GOAL OF THE EXERCISE = Rewrite every line of the records below, changing each "point at" to "locate" and leaving everything else as it is.

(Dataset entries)
==================================================

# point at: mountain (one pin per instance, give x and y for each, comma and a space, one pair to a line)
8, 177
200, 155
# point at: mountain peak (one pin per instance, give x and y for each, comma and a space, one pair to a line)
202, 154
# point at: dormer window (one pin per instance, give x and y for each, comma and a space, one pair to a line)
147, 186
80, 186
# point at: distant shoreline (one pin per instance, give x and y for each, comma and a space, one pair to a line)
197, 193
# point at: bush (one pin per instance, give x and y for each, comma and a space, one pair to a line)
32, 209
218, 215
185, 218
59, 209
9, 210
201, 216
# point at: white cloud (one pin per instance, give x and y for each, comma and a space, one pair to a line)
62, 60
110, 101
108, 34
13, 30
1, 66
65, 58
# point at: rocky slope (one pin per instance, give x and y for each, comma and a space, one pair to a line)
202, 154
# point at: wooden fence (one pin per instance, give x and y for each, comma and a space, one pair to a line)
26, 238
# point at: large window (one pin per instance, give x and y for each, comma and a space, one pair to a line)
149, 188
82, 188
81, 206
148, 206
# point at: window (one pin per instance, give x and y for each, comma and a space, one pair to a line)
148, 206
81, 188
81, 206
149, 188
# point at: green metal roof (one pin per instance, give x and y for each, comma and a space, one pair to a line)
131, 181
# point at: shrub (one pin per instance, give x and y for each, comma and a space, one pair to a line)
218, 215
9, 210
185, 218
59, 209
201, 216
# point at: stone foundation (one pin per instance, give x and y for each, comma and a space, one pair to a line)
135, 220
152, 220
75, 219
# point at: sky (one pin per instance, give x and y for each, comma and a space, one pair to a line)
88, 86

==================================================

THE REPLY =
# locate: mountain (one pin per instance, give x and y for each, comma and a space, one pair to a line)
8, 177
200, 155
# locate: mountain peak (one pin per instance, give x and y for each, comma and a space, one pair to a line)
202, 154
# locate: dormer window (one pin per instance, give x and y for each, comma and a space, one pair to a line)
147, 186
80, 186
# locate: distant shoreline (one pin per instance, give x and y for each, comma and a space, one pair to a line)
197, 193
# locate: bush (one pin per instance, give x and y for each, comma and a space, one pair to a line)
32, 209
218, 215
185, 218
59, 209
9, 210
201, 216
# locate: white cloud (one pin per instance, give x and y for each, comma and a space, one pair to a line)
62, 60
110, 101
108, 34
13, 30
1, 66
65, 58
# locate: rocky slope (one pin per instance, give x and y for each, comma and a space, one pair to a line)
202, 154
# locate: wooden fence (one pin per instance, give x and y for each, comma and a space, one pair to a line)
26, 238
# locate: large window (one pin per instance, give x and y for each, comma and a space, one pair to a line)
149, 188
82, 188
81, 206
148, 206
# locate: window (one pin per instance, give x and y for each, comma and a space, one pair to a line)
148, 206
81, 188
81, 206
149, 188
# locate: green metal roof (one pin per instance, give x and y for each, comma and a space, one pair to a line)
131, 181
# locate: shrub (one pin per instance, give x and y for each, comma and a space, one pair to a line)
218, 215
9, 210
185, 218
59, 209
201, 216
# locate: stone foundation (one pin per instance, give x and y for each, comma and a space, one pair to a line)
135, 220
152, 220
75, 219
# locate: sky (one pin per instance, give x and y for each, comma and a space, one pair to a line)
88, 86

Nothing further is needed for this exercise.